- Brief
Output each entry that follows exactly. Images stay out.

- Extracted entries
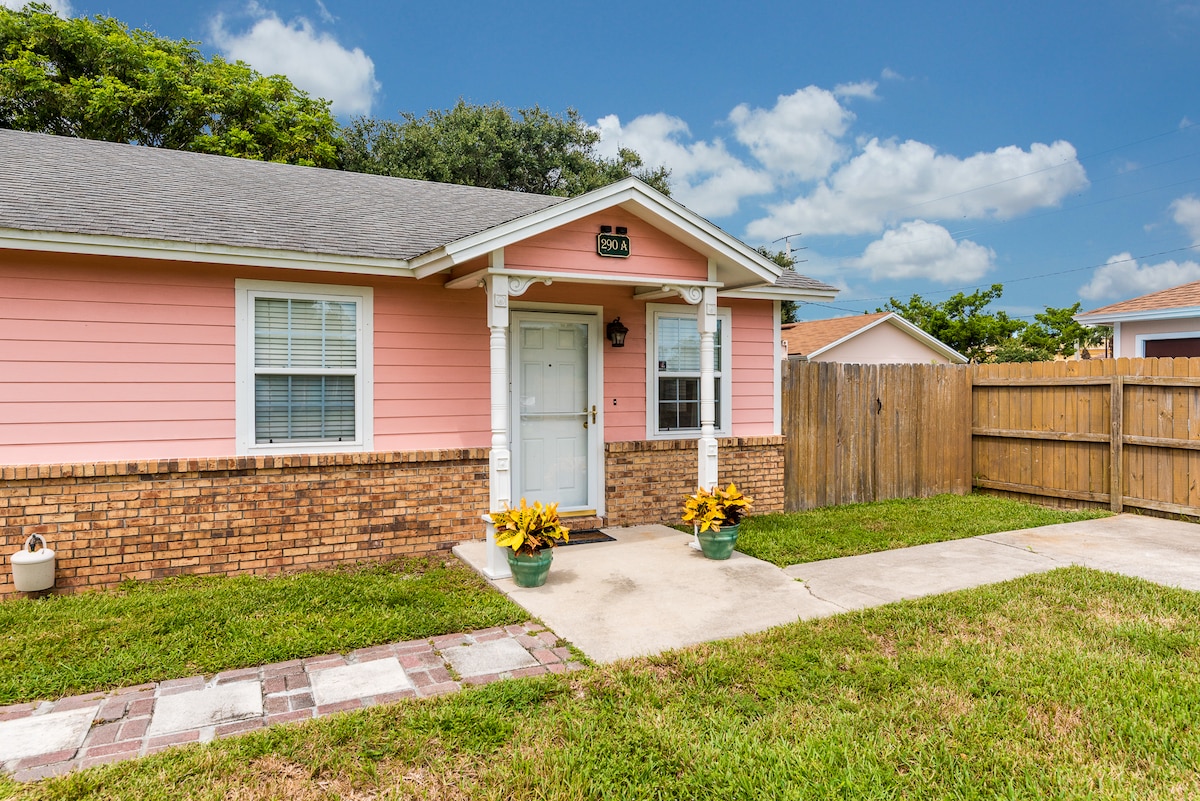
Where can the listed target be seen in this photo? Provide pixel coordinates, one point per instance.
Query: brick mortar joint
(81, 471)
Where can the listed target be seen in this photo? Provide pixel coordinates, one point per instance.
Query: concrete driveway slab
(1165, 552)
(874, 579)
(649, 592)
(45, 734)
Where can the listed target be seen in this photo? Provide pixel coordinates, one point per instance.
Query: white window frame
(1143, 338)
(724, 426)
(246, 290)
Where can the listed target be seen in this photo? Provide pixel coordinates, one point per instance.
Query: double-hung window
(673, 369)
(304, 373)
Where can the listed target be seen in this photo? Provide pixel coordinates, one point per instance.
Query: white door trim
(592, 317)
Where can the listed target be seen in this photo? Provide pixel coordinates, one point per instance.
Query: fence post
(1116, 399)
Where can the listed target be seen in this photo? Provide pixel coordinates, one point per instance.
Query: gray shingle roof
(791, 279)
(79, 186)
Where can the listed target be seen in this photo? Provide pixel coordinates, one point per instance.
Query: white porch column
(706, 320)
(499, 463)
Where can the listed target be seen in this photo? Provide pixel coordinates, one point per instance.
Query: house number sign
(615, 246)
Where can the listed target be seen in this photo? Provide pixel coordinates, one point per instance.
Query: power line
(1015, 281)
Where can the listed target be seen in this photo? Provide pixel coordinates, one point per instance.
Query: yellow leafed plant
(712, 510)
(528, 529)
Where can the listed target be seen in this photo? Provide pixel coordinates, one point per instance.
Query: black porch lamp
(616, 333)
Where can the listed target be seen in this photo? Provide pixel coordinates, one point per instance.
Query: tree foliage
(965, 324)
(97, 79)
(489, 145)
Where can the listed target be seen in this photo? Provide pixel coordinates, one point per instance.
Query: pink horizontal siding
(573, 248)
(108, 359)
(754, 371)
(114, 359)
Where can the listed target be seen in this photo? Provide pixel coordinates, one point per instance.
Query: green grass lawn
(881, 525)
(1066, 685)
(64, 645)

- Result of this task
Where can the listed target be seen in this photo? Provide pixel coordinates, one point per instance.
Query: brick mortar joint
(81, 471)
Where can the listed target be seen in this photo? Provide pixel coordinates, one point per instance.
Query: concrete driveway slab
(1165, 552)
(874, 579)
(649, 592)
(45, 734)
Where can the listed target be seen in this photo? Provide pixel coordinates, one point per instance.
Query: white window frame
(1143, 338)
(724, 426)
(246, 290)
Where can the listed target be seen in this photo? Provide pixel coordinates, one point per instance.
Query: double-hung window
(673, 369)
(304, 373)
Where can the listed target be seen in this photo? Provide pixel coordinates, one point per instance.
Query: white door trim
(592, 317)
Where can the listed target be seen in this photo? Provide pixel coordinates, one point per instance.
Query: fence post
(1116, 399)
Where can the listed target be seen in this photo? Provide pixel coordinates, one point per instance.
Query: gray shingle roof
(791, 279)
(79, 186)
Where can the listed target be seen in this photo? Provide pixel coordinates, one point per instance.
Query: white porch column
(706, 320)
(499, 463)
Where can the listed target be seen in this photo? Provide pixel coordinates, one point per instance.
Query: house number sign
(615, 246)
Where can the listed target be seen in this photo? Provide pixel coordinates, one point per instance.
Query: power line
(1015, 281)
Where can the listed target be seen in this photo? Provide pixel coordinates, one point per instance.
Query: yellow leafed plant
(712, 510)
(528, 529)
Where can the listed target be seen in this photo? Provide pixel coordinates, one point per instance.
Query: black porch lamp
(616, 333)
Where can the listed target be seen in this photo? Provide pixel coordinates, one point per instance.
Query: tree foliage
(965, 324)
(97, 79)
(489, 145)
Where can the listed target be seen in this photo? Provide pixel coordinates, one point per instance.
Query: pink horizontal siding
(573, 248)
(108, 359)
(754, 371)
(114, 359)
Where can the listed target be seen in this photo? Provide pixel coordinates, one point per instance.
Query: green grass lawn
(881, 525)
(1066, 685)
(64, 645)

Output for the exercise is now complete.